## WHAT YOU WILL DO
What is needed is an exact copy of every entry.

==== MATERIALS PROVIDED ====

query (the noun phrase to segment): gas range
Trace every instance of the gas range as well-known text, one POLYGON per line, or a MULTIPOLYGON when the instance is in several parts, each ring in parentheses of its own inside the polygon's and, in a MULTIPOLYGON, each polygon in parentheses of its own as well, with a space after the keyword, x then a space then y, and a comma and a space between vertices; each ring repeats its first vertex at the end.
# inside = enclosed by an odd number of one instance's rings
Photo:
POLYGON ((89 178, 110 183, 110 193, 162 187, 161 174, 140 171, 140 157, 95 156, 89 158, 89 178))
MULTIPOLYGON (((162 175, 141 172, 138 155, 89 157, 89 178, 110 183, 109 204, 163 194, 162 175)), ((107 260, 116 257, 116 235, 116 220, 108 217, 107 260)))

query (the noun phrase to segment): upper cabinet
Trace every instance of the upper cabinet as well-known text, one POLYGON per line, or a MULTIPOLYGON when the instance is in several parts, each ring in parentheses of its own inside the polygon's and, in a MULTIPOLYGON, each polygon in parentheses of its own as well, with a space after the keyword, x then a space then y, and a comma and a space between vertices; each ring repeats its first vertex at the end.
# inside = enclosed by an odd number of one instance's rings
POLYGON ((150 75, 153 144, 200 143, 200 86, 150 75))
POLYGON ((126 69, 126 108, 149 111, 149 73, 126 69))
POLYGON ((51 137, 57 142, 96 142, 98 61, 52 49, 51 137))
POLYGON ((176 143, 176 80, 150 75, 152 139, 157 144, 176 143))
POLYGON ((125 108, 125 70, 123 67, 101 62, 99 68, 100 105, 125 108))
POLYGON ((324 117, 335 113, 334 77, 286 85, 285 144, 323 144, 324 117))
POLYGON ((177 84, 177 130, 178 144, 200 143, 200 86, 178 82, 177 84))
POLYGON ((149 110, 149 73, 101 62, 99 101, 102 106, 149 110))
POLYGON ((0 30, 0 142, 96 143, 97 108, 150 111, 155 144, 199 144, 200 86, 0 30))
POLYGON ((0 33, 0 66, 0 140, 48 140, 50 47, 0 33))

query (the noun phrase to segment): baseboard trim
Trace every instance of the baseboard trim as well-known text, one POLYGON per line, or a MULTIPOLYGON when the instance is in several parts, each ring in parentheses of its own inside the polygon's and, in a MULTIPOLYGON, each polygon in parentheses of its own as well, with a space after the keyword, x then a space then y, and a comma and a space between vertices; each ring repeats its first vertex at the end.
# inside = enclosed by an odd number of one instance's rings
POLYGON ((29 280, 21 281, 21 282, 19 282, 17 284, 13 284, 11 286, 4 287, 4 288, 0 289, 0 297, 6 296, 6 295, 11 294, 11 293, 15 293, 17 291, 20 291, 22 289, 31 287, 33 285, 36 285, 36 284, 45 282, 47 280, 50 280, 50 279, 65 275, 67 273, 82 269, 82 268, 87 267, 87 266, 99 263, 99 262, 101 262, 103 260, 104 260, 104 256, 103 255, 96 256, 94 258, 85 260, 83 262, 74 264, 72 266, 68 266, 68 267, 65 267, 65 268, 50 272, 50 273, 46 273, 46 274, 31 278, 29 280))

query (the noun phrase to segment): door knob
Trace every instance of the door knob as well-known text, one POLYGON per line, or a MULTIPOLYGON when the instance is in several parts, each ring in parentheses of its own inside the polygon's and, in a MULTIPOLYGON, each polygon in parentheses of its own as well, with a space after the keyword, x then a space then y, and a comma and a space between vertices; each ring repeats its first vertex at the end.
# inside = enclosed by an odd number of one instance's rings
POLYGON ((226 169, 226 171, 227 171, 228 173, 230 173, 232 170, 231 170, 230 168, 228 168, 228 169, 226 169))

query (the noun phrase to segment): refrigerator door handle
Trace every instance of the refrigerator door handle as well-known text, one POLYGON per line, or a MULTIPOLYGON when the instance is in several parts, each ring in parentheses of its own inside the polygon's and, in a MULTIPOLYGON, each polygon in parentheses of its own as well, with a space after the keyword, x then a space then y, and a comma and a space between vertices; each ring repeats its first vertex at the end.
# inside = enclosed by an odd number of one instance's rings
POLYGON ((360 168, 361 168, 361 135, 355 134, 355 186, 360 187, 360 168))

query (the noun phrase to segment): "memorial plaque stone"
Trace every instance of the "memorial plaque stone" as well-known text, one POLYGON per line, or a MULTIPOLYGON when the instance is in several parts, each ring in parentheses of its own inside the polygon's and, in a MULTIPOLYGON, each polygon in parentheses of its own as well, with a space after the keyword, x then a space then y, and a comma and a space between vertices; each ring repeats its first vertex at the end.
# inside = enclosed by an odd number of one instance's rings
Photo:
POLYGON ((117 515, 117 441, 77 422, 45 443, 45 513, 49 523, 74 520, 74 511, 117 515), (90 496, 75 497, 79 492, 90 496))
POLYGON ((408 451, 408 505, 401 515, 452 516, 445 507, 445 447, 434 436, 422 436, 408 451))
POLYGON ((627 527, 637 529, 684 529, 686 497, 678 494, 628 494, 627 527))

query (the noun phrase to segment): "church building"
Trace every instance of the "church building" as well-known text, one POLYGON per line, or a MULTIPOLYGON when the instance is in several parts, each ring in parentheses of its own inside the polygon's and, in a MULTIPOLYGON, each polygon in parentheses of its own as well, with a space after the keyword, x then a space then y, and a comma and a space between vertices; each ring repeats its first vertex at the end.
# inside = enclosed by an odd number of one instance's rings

====

## YOUR RESPONSE
query (the noun phrase to segment): gas range
Trace every instance of the gas range as well-known text, one POLYGON per line, or a MULTIPOLYGON when the instance is in several parts, each ring in parentheses of its own inside the polygon's and, in a MULTIPOLYGON, each polygon in parentheses of its own as well, with a space after the keyword, x then a space then y, and a comma and a space between vertices; each ring repeats its first vertex at the end.
# inside = enclosed by an odd number of one instance's rings
Photo:
POLYGON ((89 178, 110 183, 110 193, 162 187, 161 174, 140 171, 140 157, 95 156, 89 158, 89 178))
MULTIPOLYGON (((162 175, 141 172, 138 155, 89 157, 89 178, 110 183, 109 204, 163 194, 162 175)), ((107 260, 116 257, 116 235, 116 220, 108 217, 107 260)))

query (the noun phrase to segment): upper cabinet
Trace every instance of the upper cabinet as well-known text, one POLYGON per line, or a MULTIPOLYGON when the instance is in several parts, each ring in parentheses of its own inside the polygon's and, in a MULTIPOLYGON, each polygon in parentheses of its own as well, with a space after the keyword, x then a space then y, and a comma and a space between vertices; each ring repeats its first vertex at the end.
# inside = enclosed by an odd number of one instance's rings
POLYGON ((150 75, 153 144, 200 143, 200 86, 150 75))
POLYGON ((126 69, 126 108, 149 111, 149 73, 126 69))
POLYGON ((51 137, 57 142, 96 142, 98 61, 52 49, 51 137))
POLYGON ((176 143, 176 80, 150 75, 152 139, 157 144, 176 143))
POLYGON ((125 108, 125 70, 123 67, 101 62, 99 68, 100 105, 125 108))
POLYGON ((324 117, 335 113, 334 77, 286 85, 285 144, 323 144, 324 117))
POLYGON ((177 84, 177 130, 178 144, 200 143, 200 86, 178 82, 177 84))
POLYGON ((149 110, 149 73, 101 62, 99 101, 102 106, 149 110))
POLYGON ((0 30, 0 142, 96 143, 97 108, 150 111, 155 144, 199 144, 200 86, 0 30))
POLYGON ((0 33, 0 66, 0 140, 48 140, 50 47, 0 33))

query (the noun phrase to segment): baseboard trim
Trace every instance of the baseboard trim as well-known text, one POLYGON per line, or a MULTIPOLYGON when the instance is in several parts, each ring in parentheses of its own inside the polygon's and, in a MULTIPOLYGON, each polygon in parentheses of its own as well, with a space after the keyword, x then a space then y, and a comma and a space between vertices; each ring repeats its first vertex at the end.
# inside = enclosed by an odd number of one instance's rings
POLYGON ((29 280, 21 281, 21 282, 19 282, 17 284, 13 284, 11 286, 4 287, 4 288, 0 289, 0 297, 6 296, 6 295, 11 294, 11 293, 15 293, 17 291, 20 291, 22 289, 31 287, 33 285, 36 285, 36 284, 45 282, 47 280, 50 280, 50 279, 65 275, 67 273, 82 269, 82 268, 87 267, 87 266, 99 263, 99 262, 101 262, 103 260, 104 260, 104 256, 103 255, 96 256, 94 258, 85 260, 83 262, 74 264, 72 266, 68 266, 68 267, 65 267, 65 268, 50 272, 50 273, 46 273, 46 274, 31 278, 29 280))

query (the noun phrase to segment): door knob
Trace every instance of the door knob as well-known text, one POLYGON per line, or a MULTIPOLYGON when the instance is in several parts, each ring in parentheses of its own inside the polygon's and, in a MULTIPOLYGON, each polygon in parentheses of its own as well, with a space after the keyword, x then a space then y, and a comma and a space between vertices; each ring repeats its first vertex at the end.
# inside = enclosed by an odd number of one instance's rings
POLYGON ((226 169, 226 171, 227 171, 228 173, 230 173, 232 170, 231 170, 230 168, 228 168, 228 169, 226 169))

query (the noun phrase to segment): refrigerator door handle
Trace every instance of the refrigerator door handle as well-known text, one POLYGON per line, or a MULTIPOLYGON when the instance is in several parts, each ring in parentheses of its own inside the polygon's and, in a MULTIPOLYGON, each polygon in parentheses of its own as well, with a space after the keyword, x then a space then y, and a comma and a space between vertices; each ring repeats its first vertex at the end.
# inside = enclosed by an odd number of one instance's rings
POLYGON ((360 168, 361 168, 361 135, 355 134, 355 186, 360 187, 360 168))

query (the noun phrase to segment): "memorial plaque stone"
Trace every instance of the "memorial plaque stone" as well-known text, one POLYGON per line, or a MULTIPOLYGON when the instance is in several parts, each ring in parentheses of its own inside the polygon's and, in a MULTIPOLYGON, each polygon in parentheses of its own as well, with a space after the keyword, x then a space then y, and a comma and a space between vertices; each ring repeats its first vertex at the end.
# inside = enclosed by an odd number of one instance's rings
Photo:
POLYGON ((117 515, 117 441, 77 422, 45 443, 45 513, 49 523, 74 520, 74 511, 117 515), (90 496, 75 497, 79 492, 90 496))
POLYGON ((408 451, 408 505, 401 515, 452 516, 445 507, 445 447, 434 436, 422 436, 408 451))
POLYGON ((627 527, 637 529, 684 529, 686 497, 678 494, 628 494, 627 527))

query (the noun phrase to segment): "church building"
Trace every instance of the "church building" as well-known text, one POLYGON per line, or a MULTIPOLYGON when the instance is in several parts, each ring in parentheses of its own inside the polygon's and, in a MULTIPOLYGON, each polygon in parentheses of its own as well, with a space after the keyword, x then a space then y, and a comma and a space between vertices; each ring repeats its first vertex at the end.
# inside = enclosed by an odd number of one instance's rings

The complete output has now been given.